Exercise requirements | Reproduce the listing below in full, multiplying both coordinates of every point by 0.4 and rounding each result to the nearest whole number, with halves rounded up. Keep all other lines unchanged, and leave the pictures out.

━━ Provided data

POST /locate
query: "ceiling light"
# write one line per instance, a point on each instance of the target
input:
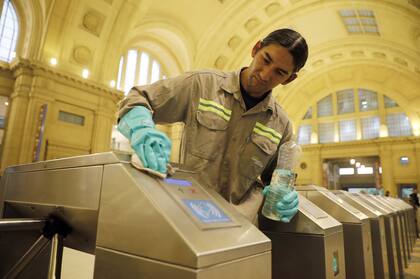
(85, 73)
(53, 61)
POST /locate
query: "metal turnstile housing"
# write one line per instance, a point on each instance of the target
(357, 235)
(377, 227)
(306, 247)
(137, 226)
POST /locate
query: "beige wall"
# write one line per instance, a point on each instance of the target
(35, 85)
(389, 152)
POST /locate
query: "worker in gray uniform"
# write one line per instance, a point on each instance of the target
(233, 125)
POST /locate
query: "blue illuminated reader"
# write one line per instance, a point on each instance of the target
(206, 211)
(178, 182)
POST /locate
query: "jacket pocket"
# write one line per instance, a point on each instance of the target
(256, 155)
(209, 136)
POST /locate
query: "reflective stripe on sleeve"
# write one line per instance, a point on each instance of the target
(269, 133)
(208, 105)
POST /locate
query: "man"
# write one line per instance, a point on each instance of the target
(233, 126)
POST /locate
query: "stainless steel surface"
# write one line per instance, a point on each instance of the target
(357, 234)
(391, 237)
(54, 269)
(112, 264)
(409, 213)
(309, 242)
(403, 228)
(138, 199)
(21, 224)
(113, 207)
(398, 233)
(26, 259)
(377, 227)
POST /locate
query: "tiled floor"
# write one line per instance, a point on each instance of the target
(413, 270)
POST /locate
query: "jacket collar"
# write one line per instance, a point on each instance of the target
(231, 84)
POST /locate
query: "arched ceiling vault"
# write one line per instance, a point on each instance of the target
(215, 33)
(383, 77)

━━━━

Exercise solution |
POST /locate
query: "ceiling light"
# write one line per instance, a point on each instance of the target
input:
(34, 29)
(21, 24)
POST /locate
query: "metal turnstile housing"
# write one line per instance, a point on each instance of the target
(143, 94)
(151, 91)
(122, 99)
(55, 90)
POST /locate
query: "beige wall"
# write one line per instance, a point on each instance of the target
(14, 34)
(156, 61)
POST /locate
query: "worker in gray uniform"
# write one line per instance, a point on each instance of the target
(93, 50)
POST /locate
query: "blue illuminated reader"
# write one line per instance, a point on each instance of the target
(82, 84)
(71, 73)
POST /locate
query: "jacket pocket"
# write one line per instance, a point on each instance of the target
(102, 62)
(84, 54)
POST /locate
query: "reflective stripe on sleeve"
# write one line per instance, a point on each instance of the target
(108, 53)
(83, 42)
POST /locate
query: "man"
# write one line per instance, a point on each instance of the target
(93, 50)
POST /locate
query: "stainless steel surface"
# write one line per instance, a point on each instance of the target
(143, 94)
(156, 95)
(22, 108)
(45, 106)
(164, 85)
(124, 97)
(161, 91)
(55, 80)
(8, 90)
(45, 83)
(159, 93)
(10, 104)
(151, 91)
POST /locate
query: "tiled floor"
# write one line per instance, a point on each instance of the target
(165, 108)
POST /locate
query: "jacket collar"
# write one line per instance, a point on each instance of the target
(92, 34)
POST /locate
query: "arched ceiling vault"
# write one line per instance, a point on each instance of the target
(86, 13)
(153, 31)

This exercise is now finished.